--- DATA SHOWN ---
--- START ---

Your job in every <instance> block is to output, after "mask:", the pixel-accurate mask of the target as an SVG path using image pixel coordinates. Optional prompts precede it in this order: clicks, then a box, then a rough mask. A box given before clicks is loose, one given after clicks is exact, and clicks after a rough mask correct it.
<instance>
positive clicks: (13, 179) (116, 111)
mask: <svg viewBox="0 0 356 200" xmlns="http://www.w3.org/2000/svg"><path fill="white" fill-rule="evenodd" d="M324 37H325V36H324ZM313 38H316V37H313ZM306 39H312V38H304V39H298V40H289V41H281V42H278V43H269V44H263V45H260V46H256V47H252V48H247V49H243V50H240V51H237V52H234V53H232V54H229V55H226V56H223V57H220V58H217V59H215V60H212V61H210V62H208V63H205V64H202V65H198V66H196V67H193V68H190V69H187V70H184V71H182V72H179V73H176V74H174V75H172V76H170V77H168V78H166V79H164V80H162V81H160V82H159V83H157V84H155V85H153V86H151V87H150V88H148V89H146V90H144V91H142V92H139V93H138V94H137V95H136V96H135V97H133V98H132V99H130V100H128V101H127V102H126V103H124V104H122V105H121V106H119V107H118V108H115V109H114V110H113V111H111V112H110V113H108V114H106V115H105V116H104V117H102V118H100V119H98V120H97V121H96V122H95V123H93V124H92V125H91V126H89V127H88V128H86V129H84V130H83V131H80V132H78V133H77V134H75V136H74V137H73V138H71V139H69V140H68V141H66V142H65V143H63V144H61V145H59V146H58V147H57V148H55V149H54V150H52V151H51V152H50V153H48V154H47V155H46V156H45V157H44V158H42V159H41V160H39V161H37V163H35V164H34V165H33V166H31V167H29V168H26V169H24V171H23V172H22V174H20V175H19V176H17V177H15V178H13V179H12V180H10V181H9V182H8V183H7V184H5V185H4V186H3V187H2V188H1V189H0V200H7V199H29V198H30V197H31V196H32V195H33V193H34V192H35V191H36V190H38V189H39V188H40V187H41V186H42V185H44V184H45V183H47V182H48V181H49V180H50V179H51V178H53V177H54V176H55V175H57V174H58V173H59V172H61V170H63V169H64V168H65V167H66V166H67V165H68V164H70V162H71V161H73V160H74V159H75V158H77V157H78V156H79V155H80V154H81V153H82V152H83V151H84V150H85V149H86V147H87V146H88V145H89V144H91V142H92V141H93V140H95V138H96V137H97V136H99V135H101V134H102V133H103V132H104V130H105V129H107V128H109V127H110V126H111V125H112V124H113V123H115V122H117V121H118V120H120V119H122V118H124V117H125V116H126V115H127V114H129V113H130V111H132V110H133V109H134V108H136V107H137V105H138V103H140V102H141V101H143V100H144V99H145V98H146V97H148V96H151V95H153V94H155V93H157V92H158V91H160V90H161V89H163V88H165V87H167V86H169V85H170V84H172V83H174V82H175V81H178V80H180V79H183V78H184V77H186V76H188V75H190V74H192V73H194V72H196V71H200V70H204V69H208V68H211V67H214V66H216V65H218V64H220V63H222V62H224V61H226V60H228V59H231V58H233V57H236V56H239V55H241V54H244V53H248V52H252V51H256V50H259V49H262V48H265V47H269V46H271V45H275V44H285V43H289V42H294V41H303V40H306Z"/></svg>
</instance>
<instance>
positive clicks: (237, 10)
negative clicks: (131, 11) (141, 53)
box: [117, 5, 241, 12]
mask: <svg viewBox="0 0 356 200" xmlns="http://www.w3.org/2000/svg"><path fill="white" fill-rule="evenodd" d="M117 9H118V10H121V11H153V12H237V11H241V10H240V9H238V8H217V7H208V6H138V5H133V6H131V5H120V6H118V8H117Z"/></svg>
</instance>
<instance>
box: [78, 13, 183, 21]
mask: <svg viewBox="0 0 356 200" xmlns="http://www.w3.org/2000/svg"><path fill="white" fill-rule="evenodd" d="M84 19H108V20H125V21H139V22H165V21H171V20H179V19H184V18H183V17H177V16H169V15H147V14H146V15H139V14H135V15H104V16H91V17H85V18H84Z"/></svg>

--- END ---

--- WORK REQUIRED ---
Copy out every line of the items above without changing anything.

--- ANSWER SECTION ---
Your job in every <instance> block is to output, after "mask:", the pixel-accurate mask of the target as an SVG path using image pixel coordinates. Optional prompts precede it in this order: clicks, then a box, then a rough mask. A box given before clicks is loose, one given after clicks is exact, and clicks after a rough mask correct it.
<instance>
positive clicks: (13, 179) (116, 111)
mask: <svg viewBox="0 0 356 200" xmlns="http://www.w3.org/2000/svg"><path fill="white" fill-rule="evenodd" d="M324 37H325V36H324ZM313 38H316V37H313ZM306 39H312V38H304V39H298V40H289V41H281V42H278V43H269V44H263V45H260V46H256V47H252V48H247V49H243V50H240V51H237V52H234V53H232V54H229V55H226V56H223V57H220V58H217V59H215V60H212V61H210V62H208V63H205V64H202V65H198V66H196V67H193V68H190V69H187V70H184V71H182V72H179V73H176V74H174V75H172V76H170V77H168V78H166V79H164V80H162V81H160V82H159V83H157V84H155V85H153V86H151V87H150V88H148V89H146V90H144V91H142V92H139V93H138V94H137V95H136V96H135V97H133V98H132V99H130V100H128V101H127V102H126V103H124V104H122V105H121V106H119V107H118V108H115V109H114V110H113V111H111V112H110V113H108V114H106V115H105V116H104V117H102V118H100V119H98V120H97V121H96V122H95V123H93V124H92V125H91V126H89V127H88V128H86V129H84V130H83V131H80V132H78V133H77V134H75V136H74V137H73V138H71V139H69V140H68V141H66V142H65V143H63V144H61V145H59V146H58V147H57V148H55V149H54V150H52V151H51V152H50V153H48V154H47V155H46V156H45V157H44V158H42V159H41V160H39V161H37V163H35V164H34V165H33V166H31V167H29V168H26V169H24V171H23V172H22V174H20V175H19V176H17V177H15V178H13V179H12V180H10V181H9V182H8V183H7V184H5V185H4V186H3V187H2V188H1V189H0V200H7V199H29V198H30V197H31V196H32V195H33V193H34V192H35V191H36V190H38V189H39V188H40V187H41V186H42V185H44V184H45V183H47V182H48V181H49V180H50V179H51V178H53V177H54V176H55V175H57V174H58V173H59V172H61V170H63V169H64V168H65V167H66V166H67V165H68V164H70V162H71V161H73V160H74V159H75V158H77V157H78V156H79V155H80V154H81V153H82V152H83V151H84V150H85V149H86V147H87V146H88V145H89V144H91V142H92V141H93V140H95V138H96V137H97V136H99V135H101V134H102V133H103V132H104V130H105V129H107V128H109V127H110V126H111V125H112V124H113V123H115V122H117V121H118V120H120V119H122V118H124V117H125V116H126V115H127V114H129V113H130V111H132V110H133V109H134V108H136V107H137V105H138V103H140V102H141V101H143V100H144V99H145V98H146V97H148V96H151V95H153V94H155V93H157V92H158V91H160V90H161V89H163V88H165V87H167V86H169V85H170V84H172V83H174V82H175V81H178V80H180V79H183V78H184V77H186V76H188V75H190V74H192V73H194V72H196V71H200V70H204V69H208V68H211V67H214V66H216V65H218V64H220V63H222V62H224V61H226V60H228V59H231V58H233V57H236V56H239V55H241V54H244V53H248V52H252V51H256V50H259V49H262V48H265V47H269V46H271V45H275V44H285V43H289V42H294V41H303V40H306Z"/></svg>
</instance>
<instance>
positive clicks: (237, 10)
negative clicks: (131, 11) (141, 53)
box: [117, 5, 241, 12]
mask: <svg viewBox="0 0 356 200" xmlns="http://www.w3.org/2000/svg"><path fill="white" fill-rule="evenodd" d="M117 9H118V10H121V11H153V12H237V11H241V10H240V9H238V8H217V7H208V6H138V5H133V6H131V5H120V6H118V8H117Z"/></svg>
</instance>
<instance>
box: [78, 13, 183, 21]
mask: <svg viewBox="0 0 356 200" xmlns="http://www.w3.org/2000/svg"><path fill="white" fill-rule="evenodd" d="M84 19H108V20H125V21H139V22H165V21H171V20H179V19H184V18H183V17H177V16H169V15H147V14H146V15H139V14H135V15H104V16H91V17H85V18H84Z"/></svg>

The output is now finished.